Page text
Fabricating the fibre ring resonator sensor
Sensor fabrication The optical FRR is made by connecting ports of a 2×2 fibre coupler to form a loop. The sensing region is then connected into the loop. (Courtesy: Optics Express 10.1364/OE.546873)

As the sensor is scanned over the braille surface, the pressure exerted by the raised dots slightly changes the length and refractive index of the fibre, causing tiny shifts in the frequency of the light travelling through the FRR. The device employs a technique called Pound-Drever-Hall (PDH) demodulation to “lock” onto these shifts, amplify them and convert them into readable data.

“The PDH demodulation curve has an extremely steep linear slope, which means that even a very tiny frequency shift translates into a significant, measurable voltage change,” Wang explains. “As a result, the system can detect even the smallest variations in pressure with remarkable precision. The steep slope significantly enhances the system’s sensitivity and resolution, allowing it to pick up subtle differences in braille dots that might be too small for other sensors to detect.”

The eight possible configurations of three dots generate eight distinct pressure signals, with each braille character defined by two pressure outputs (one per column). Each protrusion has a slightly different hardness level, enabling the sensor to differentiate pressures from each dot. Rather than measuring each dot individually, the sensor reads the overall pressure signal and instantly determines the combination of dots and the character they correspond to.

The researchers note that, in practice, the contact force may vary slightly during the scanning process, resulting in the same dot patterns exhibiting slightly different pressure signals. To combat this, they used neural networks trained on large amounts of experimental data to correctly classify braille patterns, even with small pressure variations.

“This design makes the sensor incredibly efficient,” Wang explains. “It doesn’t just feel the braille, it understands it in real time. As the sensor slides over a braille board, it quickly decodes the patterns and translates them into readable information. This allows the system to identify letters, numbers, punctuation, and even words or poems with remarkable accuracy.”

Stable and accurate

Measurements on the braille sensor revealed that it responds to pressures of up to 3 N, as typically exerted by a finger when touching braille, with an average response time of below 0.1 s, suitable for fast dynamic braille reading. The sensor also exhibited excellent stability under temperature or power fluctuations.

To assess its ability to read braille dots, the team used the sensor to read eight different arrangements of three dots. Using a multilayer perceptron (MLP) neural network, the system effectively distinguished the eight different tactile pressures with a classification accuracy of 98.57%.

Data under study
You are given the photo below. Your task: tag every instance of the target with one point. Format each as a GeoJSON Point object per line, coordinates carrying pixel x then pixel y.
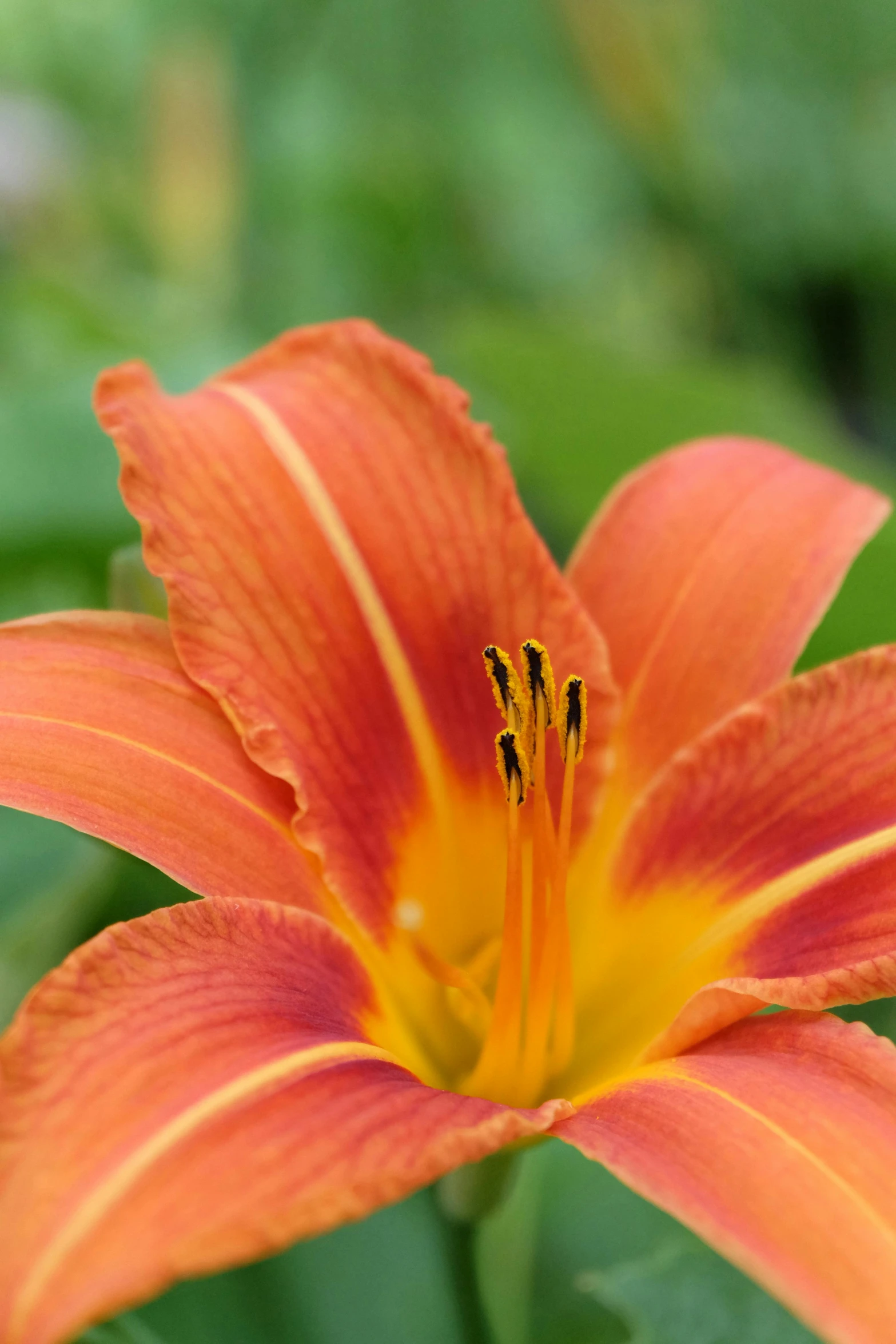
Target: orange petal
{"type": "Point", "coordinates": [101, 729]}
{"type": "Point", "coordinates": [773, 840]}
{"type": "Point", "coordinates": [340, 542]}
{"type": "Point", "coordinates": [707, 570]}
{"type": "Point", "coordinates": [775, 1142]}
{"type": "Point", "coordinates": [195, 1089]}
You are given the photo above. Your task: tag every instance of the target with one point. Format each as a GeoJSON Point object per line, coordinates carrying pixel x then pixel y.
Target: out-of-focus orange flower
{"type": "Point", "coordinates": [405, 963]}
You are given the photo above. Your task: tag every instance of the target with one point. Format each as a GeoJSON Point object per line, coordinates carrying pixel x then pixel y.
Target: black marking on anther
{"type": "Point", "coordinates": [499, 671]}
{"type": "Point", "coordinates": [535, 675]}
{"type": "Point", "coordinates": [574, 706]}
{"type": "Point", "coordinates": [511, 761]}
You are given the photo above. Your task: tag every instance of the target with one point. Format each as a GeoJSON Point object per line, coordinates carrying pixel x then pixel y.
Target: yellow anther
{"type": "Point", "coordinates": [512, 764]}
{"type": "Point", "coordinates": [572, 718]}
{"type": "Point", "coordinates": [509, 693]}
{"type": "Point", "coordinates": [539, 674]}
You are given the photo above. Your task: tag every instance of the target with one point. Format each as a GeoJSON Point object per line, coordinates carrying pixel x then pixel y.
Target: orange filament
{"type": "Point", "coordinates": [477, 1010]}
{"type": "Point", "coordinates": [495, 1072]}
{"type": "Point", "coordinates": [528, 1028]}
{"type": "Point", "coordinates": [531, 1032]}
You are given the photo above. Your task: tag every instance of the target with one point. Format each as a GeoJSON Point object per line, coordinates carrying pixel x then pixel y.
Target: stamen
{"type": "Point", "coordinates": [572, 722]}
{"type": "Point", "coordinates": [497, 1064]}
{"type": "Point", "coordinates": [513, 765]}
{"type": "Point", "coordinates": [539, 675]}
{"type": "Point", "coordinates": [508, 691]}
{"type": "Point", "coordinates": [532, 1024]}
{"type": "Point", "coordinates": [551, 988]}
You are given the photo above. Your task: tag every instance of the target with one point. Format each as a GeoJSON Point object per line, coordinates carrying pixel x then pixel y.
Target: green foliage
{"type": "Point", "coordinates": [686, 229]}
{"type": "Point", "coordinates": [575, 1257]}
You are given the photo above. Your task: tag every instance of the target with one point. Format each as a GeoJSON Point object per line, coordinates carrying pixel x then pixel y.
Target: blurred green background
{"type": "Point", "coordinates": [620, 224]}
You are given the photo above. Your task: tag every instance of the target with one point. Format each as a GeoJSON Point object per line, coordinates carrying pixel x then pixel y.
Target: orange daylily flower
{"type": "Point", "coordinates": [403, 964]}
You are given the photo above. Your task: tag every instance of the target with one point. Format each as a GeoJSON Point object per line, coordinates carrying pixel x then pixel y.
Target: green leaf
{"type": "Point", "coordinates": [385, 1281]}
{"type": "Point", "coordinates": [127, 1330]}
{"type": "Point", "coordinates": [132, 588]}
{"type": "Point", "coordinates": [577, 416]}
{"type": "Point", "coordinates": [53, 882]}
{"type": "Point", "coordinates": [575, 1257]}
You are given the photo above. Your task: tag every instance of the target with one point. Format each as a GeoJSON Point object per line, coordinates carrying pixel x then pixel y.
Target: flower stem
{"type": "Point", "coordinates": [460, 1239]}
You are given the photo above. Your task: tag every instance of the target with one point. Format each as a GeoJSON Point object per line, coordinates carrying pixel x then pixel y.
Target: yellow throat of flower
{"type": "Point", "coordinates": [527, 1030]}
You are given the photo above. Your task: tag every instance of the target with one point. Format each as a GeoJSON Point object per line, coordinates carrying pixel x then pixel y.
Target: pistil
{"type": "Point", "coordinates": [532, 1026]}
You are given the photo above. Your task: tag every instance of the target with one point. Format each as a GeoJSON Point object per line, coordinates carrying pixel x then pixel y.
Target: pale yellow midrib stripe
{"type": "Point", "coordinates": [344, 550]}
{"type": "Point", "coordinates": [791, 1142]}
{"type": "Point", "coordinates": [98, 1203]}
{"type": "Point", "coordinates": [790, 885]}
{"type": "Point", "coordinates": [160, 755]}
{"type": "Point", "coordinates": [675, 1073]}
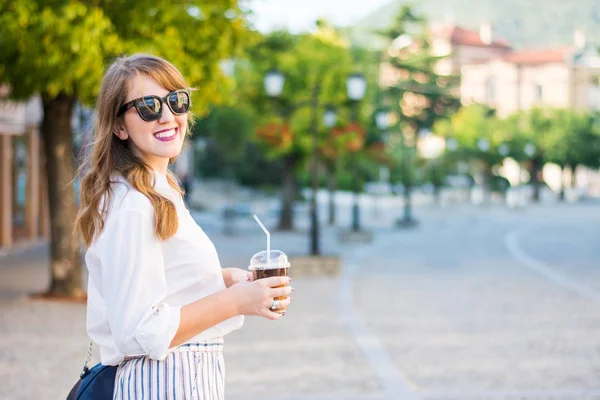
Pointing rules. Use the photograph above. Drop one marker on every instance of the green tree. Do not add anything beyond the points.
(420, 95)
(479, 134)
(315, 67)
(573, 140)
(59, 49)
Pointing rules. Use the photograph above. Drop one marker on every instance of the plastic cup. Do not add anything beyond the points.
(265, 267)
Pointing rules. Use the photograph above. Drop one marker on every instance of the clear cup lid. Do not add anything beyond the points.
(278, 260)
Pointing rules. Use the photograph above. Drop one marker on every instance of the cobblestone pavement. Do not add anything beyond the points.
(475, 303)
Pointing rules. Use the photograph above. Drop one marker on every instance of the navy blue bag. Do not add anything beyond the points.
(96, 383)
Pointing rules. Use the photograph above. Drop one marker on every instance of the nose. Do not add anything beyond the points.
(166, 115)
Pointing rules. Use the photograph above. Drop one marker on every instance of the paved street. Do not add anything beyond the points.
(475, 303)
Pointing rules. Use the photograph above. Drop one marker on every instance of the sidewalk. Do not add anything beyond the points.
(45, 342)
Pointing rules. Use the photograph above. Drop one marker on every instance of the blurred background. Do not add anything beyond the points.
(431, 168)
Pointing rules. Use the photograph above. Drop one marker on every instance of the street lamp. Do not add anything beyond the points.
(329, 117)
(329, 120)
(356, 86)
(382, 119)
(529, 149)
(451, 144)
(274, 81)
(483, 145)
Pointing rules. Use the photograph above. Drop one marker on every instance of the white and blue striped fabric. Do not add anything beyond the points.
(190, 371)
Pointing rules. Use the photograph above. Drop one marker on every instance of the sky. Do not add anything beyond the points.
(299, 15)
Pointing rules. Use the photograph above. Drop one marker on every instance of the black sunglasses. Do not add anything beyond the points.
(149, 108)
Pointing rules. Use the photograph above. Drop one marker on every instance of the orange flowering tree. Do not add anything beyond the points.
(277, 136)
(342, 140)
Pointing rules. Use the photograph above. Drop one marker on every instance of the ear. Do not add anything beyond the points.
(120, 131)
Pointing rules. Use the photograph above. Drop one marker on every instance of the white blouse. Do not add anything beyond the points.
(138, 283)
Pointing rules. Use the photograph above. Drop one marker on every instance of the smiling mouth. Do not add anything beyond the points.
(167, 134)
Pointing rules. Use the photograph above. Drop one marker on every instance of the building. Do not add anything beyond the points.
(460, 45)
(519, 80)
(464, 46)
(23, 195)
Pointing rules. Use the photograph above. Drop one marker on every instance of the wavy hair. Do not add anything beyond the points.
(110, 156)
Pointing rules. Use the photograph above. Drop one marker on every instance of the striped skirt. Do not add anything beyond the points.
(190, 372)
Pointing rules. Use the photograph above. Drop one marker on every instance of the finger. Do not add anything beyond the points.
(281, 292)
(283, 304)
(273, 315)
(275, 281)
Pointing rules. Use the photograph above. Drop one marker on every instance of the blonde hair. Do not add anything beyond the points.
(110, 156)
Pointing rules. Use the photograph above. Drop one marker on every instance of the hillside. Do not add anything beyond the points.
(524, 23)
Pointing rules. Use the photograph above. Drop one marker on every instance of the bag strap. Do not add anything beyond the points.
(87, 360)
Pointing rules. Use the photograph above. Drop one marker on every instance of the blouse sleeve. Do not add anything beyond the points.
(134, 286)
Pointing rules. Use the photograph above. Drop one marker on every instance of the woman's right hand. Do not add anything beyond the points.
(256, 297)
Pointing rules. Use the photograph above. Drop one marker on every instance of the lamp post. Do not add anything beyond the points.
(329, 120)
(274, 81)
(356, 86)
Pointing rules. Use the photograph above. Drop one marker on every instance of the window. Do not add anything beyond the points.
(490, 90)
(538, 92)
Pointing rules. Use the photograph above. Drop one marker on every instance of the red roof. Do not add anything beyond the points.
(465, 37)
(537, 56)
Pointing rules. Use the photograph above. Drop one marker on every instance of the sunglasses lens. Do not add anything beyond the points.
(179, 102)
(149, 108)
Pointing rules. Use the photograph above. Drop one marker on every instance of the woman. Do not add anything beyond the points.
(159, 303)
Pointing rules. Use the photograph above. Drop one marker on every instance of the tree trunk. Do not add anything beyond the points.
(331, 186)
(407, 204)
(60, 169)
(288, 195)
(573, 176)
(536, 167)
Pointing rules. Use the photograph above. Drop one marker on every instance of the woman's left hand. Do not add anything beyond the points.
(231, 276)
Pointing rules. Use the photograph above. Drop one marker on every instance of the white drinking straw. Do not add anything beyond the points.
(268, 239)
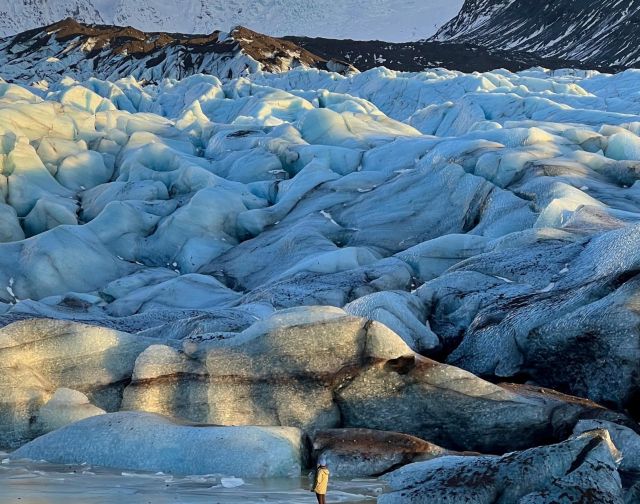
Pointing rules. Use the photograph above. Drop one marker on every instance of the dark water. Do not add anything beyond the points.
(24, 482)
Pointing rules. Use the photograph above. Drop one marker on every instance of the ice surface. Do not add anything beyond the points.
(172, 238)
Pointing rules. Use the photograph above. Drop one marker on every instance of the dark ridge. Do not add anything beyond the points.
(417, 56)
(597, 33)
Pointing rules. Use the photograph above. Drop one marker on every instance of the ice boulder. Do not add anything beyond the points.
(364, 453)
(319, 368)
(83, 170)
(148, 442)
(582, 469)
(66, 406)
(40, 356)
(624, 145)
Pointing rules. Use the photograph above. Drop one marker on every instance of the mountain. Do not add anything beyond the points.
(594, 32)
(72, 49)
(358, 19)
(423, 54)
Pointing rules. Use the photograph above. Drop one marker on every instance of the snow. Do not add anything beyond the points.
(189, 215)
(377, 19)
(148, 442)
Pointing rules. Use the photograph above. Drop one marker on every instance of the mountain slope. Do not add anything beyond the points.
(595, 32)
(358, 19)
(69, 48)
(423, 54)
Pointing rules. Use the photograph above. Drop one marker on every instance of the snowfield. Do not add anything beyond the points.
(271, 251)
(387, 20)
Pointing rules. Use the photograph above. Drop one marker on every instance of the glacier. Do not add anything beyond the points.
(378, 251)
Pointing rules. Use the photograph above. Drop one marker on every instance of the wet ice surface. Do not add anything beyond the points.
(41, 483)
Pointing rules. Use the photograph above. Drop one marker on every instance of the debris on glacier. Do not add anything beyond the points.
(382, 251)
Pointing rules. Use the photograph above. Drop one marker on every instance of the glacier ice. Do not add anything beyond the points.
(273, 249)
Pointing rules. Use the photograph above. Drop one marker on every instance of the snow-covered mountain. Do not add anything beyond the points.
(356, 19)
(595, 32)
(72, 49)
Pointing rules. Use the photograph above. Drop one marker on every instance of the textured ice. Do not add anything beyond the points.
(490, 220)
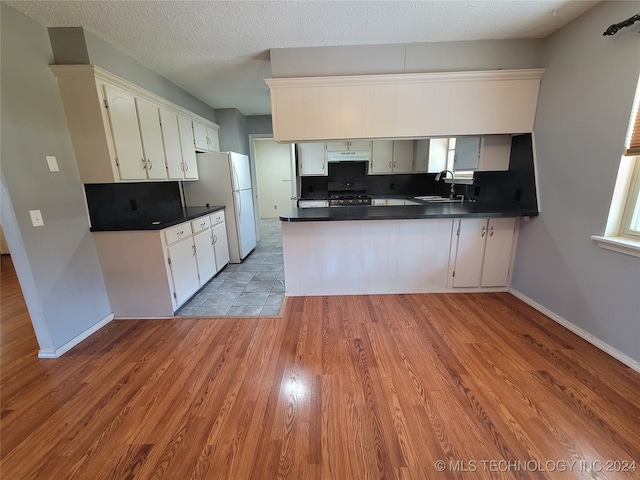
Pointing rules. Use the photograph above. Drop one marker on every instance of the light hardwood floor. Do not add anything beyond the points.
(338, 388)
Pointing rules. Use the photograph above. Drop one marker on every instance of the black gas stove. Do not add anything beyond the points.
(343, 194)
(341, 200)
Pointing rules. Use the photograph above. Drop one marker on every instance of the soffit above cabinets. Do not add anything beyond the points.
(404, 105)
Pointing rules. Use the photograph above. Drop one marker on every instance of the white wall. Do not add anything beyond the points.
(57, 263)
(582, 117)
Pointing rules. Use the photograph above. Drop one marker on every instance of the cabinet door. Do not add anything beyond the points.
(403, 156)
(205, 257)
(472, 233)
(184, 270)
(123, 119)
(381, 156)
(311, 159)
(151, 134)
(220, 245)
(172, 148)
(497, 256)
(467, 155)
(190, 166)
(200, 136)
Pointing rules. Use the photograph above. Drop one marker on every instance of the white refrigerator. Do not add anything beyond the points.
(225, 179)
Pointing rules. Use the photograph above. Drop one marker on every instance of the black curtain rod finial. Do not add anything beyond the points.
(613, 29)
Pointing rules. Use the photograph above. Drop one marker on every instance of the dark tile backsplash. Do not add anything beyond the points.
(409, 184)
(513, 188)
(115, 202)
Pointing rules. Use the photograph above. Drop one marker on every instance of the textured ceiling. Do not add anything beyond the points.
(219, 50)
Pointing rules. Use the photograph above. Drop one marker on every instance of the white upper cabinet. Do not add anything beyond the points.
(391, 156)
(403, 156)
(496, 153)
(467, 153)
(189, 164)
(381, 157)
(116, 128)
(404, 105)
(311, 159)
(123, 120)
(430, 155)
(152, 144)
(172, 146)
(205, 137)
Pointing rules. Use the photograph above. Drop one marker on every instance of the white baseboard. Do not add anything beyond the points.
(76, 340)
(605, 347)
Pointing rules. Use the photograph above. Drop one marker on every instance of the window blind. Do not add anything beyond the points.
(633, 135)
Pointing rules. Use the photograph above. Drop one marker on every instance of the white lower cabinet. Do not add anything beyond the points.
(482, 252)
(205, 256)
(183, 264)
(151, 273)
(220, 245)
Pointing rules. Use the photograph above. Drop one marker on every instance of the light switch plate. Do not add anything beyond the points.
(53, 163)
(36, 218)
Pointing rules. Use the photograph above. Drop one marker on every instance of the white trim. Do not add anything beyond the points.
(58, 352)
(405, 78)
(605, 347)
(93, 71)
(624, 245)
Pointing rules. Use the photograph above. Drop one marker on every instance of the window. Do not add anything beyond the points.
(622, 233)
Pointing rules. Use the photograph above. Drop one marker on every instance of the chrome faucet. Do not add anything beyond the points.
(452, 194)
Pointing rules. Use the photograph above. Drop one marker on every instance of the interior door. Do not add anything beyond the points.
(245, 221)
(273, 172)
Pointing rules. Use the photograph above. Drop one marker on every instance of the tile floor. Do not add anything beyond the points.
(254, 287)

Tasks to perform
**A)** According to the braille sensor article, what classification accuracy did the multilayer perceptron neural network reach when distinguishing the eight tactile pressures?
**B)** Quote the braille sensor article word for word, everything from "To assess its" down to "accuracy of 98.57%.".

Exercise responses
**A)** 98.57%

**B)**
To assess its ability to read braille dots, the team used the sensor to read eight different arrangements of three dots. Using a multilayer perceptron (MLP) neural network, the system effectively distinguished the eight different tactile pressures with a classification accuracy of 98.57%.